Short problem 1:
Answer these questions about the orchestration tax post, each on its own line and marked (a), (b), (c):
(a) According to the post, what is the scarce resource that every task competes for?
(b) What does the post say cannot be delegated?
(c) What do teams often assume that breaking work into more tickets and assigning them to more people will do?

— Begin Source text —

Asher Cohen
Back to posts

The Orchestration Tax

Why scaling parallel work with AI and teams increases coordination costs and turns attention into the real bottleneck

The concept of the orchestration tax resonates deeply with me because it puts words to something I've increasingly experienced in modern software development.

AI tools and agents have made it remarkably easy to generate work, start parallel streams of execution, and keep dozens of tasks moving simultaneously. On the surface, it feels like productivity has been multiplied. Yet the reality is that while work can be delegated, judgment cannot.

The Bottleneck Moved, It Didn't Disappear

No matter how many agents are running, there is still only one person responsible for understanding the system, validating decisions, resolving conflicts, and maintaining a coherent mental model of the product.

The bottleneck has not disappeared; it has simply moved.

Instead of spending most of our time writing code, we spend more of it reviewing, evaluating, coordinating, and integrating. The volume of output increases dramatically, but the capacity to absorb and verify that output remains largely unchanged.

What makes this especially relevant to the work I do is that software engineering has always been as much about decision-making as implementation. Architecture, trade-offs, debugging complex systems, and understanding how changes interact across a codebase are fundamentally cognitive activities. They do not parallelize well.

In fact, introducing more concurrent work often creates additional overhead because every task competes for the same scarce resource: attention.

This Isn't New: Teams Have Lived It for Years

This observation extends beyond AI and mirrors a problem that many software teams have struggled with for years during sprint planning and scope definition.

Teams often assume that breaking work into more tickets and assigning those tickets to more people will automatically accelerate delivery. In practice, the opposite frequently happens. As parallel work increases, so does the need for alignment, coordination, communication, integration, and review.

Individual tasks may progress independently, but the responsibility for ensuring that everything still forms a coherent product does not disappear.

Anyone who has worked on a large initiative has likely seen this firsthand. A sprint can appear healthy because every engineer is busy and every ticket is moving, yet the project itself stalls because critical decisions remain unresolved or because integration becomes the dominant source of effort.

— End Source text —
— Begin Entries supplied —

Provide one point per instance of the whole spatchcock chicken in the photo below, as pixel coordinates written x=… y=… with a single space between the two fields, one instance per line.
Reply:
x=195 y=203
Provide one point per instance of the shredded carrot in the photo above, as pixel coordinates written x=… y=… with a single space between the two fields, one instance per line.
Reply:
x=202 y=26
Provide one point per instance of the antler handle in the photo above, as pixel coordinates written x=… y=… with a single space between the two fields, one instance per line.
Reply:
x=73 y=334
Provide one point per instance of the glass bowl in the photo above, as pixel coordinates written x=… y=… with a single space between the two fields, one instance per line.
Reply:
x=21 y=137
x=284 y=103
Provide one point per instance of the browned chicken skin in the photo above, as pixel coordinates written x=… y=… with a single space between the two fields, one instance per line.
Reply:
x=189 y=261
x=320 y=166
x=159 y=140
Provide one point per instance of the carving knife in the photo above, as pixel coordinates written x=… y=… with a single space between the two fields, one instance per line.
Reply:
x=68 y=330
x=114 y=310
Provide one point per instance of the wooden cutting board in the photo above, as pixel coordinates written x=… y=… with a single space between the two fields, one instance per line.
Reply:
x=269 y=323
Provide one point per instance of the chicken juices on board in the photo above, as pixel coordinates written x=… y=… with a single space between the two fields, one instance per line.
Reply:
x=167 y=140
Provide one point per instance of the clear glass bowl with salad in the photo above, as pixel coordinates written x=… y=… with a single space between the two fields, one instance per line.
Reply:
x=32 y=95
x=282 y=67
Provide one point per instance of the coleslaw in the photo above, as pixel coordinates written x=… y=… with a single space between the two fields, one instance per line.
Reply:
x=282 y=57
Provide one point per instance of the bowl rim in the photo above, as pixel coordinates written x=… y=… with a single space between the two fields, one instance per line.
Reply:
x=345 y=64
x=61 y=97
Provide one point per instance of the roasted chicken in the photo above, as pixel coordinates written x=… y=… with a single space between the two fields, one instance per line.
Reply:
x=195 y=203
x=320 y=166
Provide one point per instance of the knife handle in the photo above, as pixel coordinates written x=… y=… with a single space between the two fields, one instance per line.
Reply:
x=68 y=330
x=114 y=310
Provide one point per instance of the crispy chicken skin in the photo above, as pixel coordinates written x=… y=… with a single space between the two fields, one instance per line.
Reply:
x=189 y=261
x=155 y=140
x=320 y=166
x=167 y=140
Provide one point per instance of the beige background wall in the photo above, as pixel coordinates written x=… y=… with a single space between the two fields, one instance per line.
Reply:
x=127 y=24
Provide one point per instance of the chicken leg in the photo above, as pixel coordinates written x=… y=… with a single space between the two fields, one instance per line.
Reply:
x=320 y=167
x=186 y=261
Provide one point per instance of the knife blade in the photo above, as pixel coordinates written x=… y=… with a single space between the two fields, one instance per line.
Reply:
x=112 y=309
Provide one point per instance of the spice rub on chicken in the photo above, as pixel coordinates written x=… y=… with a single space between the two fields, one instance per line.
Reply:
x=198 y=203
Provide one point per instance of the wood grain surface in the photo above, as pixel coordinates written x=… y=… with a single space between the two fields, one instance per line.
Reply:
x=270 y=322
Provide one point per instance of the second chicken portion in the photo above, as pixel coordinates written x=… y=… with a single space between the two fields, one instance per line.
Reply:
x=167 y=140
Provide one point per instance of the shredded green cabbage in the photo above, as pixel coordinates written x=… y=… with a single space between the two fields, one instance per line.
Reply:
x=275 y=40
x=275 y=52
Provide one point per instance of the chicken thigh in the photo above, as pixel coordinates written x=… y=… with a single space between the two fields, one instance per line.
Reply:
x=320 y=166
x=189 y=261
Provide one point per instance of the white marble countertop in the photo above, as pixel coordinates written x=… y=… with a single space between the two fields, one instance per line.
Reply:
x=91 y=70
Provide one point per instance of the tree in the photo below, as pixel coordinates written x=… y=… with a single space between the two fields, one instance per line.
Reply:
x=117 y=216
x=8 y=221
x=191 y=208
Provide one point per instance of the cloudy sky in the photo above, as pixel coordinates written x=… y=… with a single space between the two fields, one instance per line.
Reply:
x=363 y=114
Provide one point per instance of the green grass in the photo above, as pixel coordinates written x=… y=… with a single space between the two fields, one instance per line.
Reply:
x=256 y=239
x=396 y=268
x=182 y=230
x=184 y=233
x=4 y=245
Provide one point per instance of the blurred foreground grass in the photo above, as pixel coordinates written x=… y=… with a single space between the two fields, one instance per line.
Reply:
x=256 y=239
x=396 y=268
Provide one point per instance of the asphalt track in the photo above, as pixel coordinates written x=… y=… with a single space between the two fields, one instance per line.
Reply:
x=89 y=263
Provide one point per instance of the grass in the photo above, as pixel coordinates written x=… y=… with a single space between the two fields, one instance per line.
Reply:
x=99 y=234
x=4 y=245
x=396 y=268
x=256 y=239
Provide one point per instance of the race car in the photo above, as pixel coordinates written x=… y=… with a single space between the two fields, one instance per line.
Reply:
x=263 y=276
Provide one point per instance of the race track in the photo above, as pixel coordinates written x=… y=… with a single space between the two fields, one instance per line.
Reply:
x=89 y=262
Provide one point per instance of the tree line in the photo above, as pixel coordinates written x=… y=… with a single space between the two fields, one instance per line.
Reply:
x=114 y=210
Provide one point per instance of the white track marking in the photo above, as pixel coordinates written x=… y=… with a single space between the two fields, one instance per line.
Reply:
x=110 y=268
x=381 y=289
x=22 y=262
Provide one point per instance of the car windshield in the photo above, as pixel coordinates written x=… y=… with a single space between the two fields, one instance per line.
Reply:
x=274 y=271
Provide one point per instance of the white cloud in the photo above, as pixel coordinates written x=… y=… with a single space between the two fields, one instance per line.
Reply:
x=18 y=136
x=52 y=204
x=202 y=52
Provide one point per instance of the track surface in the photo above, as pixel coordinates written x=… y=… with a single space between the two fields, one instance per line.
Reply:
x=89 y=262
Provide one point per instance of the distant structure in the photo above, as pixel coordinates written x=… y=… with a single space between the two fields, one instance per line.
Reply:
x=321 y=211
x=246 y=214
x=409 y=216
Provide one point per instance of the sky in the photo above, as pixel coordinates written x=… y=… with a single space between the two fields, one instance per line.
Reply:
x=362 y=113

— End Entries supplied —

Short problem 2: Render the part of the records that opens with the line containing "Provide one point per instance of the sky" and runs through the end of the records as a Markdown table with the columns Row and Line, leaving out blank lines.

Result 1:
(a) Attention.
(b) Judgment.
(c) Automatically accelerate delivery.

Result 2:
| Row | Line |
|---|---|
| 1 | Provide one point per instance of the sky in the photo above, as pixel coordinates written x=… y=… with a single space between the two fields, one instance per line. |
| 2 | Reply: |
| 3 | x=362 y=113 |